(记录摘录)
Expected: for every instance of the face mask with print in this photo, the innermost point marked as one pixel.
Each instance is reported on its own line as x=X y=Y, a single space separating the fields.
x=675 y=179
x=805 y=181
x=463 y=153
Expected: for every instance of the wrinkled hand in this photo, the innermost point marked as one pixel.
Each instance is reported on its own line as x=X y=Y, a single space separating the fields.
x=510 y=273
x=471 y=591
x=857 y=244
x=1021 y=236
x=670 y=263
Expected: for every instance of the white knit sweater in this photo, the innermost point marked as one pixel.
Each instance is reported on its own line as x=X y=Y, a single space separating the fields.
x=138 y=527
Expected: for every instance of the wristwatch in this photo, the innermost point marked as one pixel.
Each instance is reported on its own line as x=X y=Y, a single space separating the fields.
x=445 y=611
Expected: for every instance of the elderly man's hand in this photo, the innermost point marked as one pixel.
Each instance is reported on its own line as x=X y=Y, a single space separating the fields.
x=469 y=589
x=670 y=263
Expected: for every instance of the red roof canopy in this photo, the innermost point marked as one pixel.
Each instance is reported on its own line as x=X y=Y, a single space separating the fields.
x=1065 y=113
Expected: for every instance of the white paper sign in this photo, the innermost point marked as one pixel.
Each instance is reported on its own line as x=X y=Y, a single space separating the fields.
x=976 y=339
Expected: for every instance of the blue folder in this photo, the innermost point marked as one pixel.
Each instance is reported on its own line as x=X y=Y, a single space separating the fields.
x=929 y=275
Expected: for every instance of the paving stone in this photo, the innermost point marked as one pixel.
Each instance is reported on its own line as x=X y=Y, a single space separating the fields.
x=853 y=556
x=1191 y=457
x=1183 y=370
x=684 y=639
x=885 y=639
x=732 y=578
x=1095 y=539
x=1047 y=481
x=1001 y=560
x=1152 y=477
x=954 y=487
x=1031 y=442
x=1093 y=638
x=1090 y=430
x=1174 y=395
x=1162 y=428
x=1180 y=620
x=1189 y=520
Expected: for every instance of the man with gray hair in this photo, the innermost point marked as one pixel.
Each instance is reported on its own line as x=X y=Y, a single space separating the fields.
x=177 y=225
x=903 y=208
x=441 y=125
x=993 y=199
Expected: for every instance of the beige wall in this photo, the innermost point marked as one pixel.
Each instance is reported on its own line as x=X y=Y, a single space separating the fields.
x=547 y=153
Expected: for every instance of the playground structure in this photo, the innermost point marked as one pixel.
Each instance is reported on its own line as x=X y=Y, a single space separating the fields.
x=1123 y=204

(给定任务) 将上方所有行以 JSON 字符串列表的形式列出，每行对应一个字符串，空行略去不计。

(参考解答)
[
  "Expected: for every instance of the face mask with print in this photo, the innermost point marked as one pixel.",
  "Each instance is reported on its own line as x=X y=Y, a single space separating the fields.",
  "x=675 y=179",
  "x=805 y=181",
  "x=463 y=153",
  "Expected: for every instance of the wrinkled hand in this photo, the innermost point marked as one pixel.",
  "Each instance is reported on its own line as x=X y=Y, a single space separating the fields.",
  "x=510 y=273",
  "x=471 y=591",
  "x=857 y=244",
  "x=1021 y=236",
  "x=670 y=263",
  "Expected: for every instance of the white knit sweater in this photo, the innermost point marked as one pixel.",
  "Each instance is reported on its own line as x=X y=Y, a single space separating the fields.",
  "x=138 y=527",
  "Expected: for every instance of the wristwatch in this photo, the innermost point marked as one pixel.",
  "Each instance is reported on its own line as x=X y=Y, a single space separating the fields.",
  "x=445 y=611",
  "Expected: for every instance of the elderly man's hand in this photo, the innermost point marked as one pixel.",
  "Each instance is reported on its own line as x=X y=Y, a single space separating the fields.",
  "x=469 y=589",
  "x=670 y=263",
  "Expected: for every instance of the red roof canopy in this photo, the innermost point marked as one pixel.",
  "Each instance is reported on its own line as x=X y=Y, a single space separating the fields.",
  "x=1065 y=113",
  "Expected: for every instance of the white paper sign in this photo, the innermost point marked as one pixel.",
  "Each instance is reported on its own line as x=X y=Y, a single space separating the fields.",
  "x=976 y=339",
  "Expected: for every instance of the blue folder in this photo, the innermost point marked as one pixel.",
  "Each instance is reported on its own line as x=X y=Y, a single space separating the fields.",
  "x=929 y=275",
  "Expected: for every instance of the paving stone in this photo, the innermost point marked as one pixel.",
  "Each instance is reported on its own line as x=X y=Y, a single space separating the fields.",
  "x=853 y=556",
  "x=1191 y=457",
  "x=1183 y=370",
  "x=684 y=639",
  "x=885 y=639",
  "x=732 y=578",
  "x=1095 y=539",
  "x=1047 y=481",
  "x=1001 y=560",
  "x=1152 y=477",
  "x=954 y=487",
  "x=1031 y=442",
  "x=1093 y=638",
  "x=1090 y=430",
  "x=1174 y=395",
  "x=1162 y=428",
  "x=1180 y=620",
  "x=1189 y=520",
  "Expected: for every instance of the man with gray hair in this photo, the innermost point marked as one pixel.",
  "Each instance is reported on its own line as x=X y=Y, a single space separating the fields.",
  "x=177 y=225",
  "x=903 y=208",
  "x=441 y=125",
  "x=993 y=199",
  "Expected: for every instance of the beige wall in this photo, the innermost point marked as one pixel.",
  "Each instance is reported on its own line as x=X y=Y, a single space separating the fields.",
  "x=547 y=153",
  "Expected: for every instance of the playground structure in this photo, the innermost point marked as one pixel.",
  "Each instance is reported on its own line as x=X y=Y, a single space separating the fields.",
  "x=1123 y=204"
]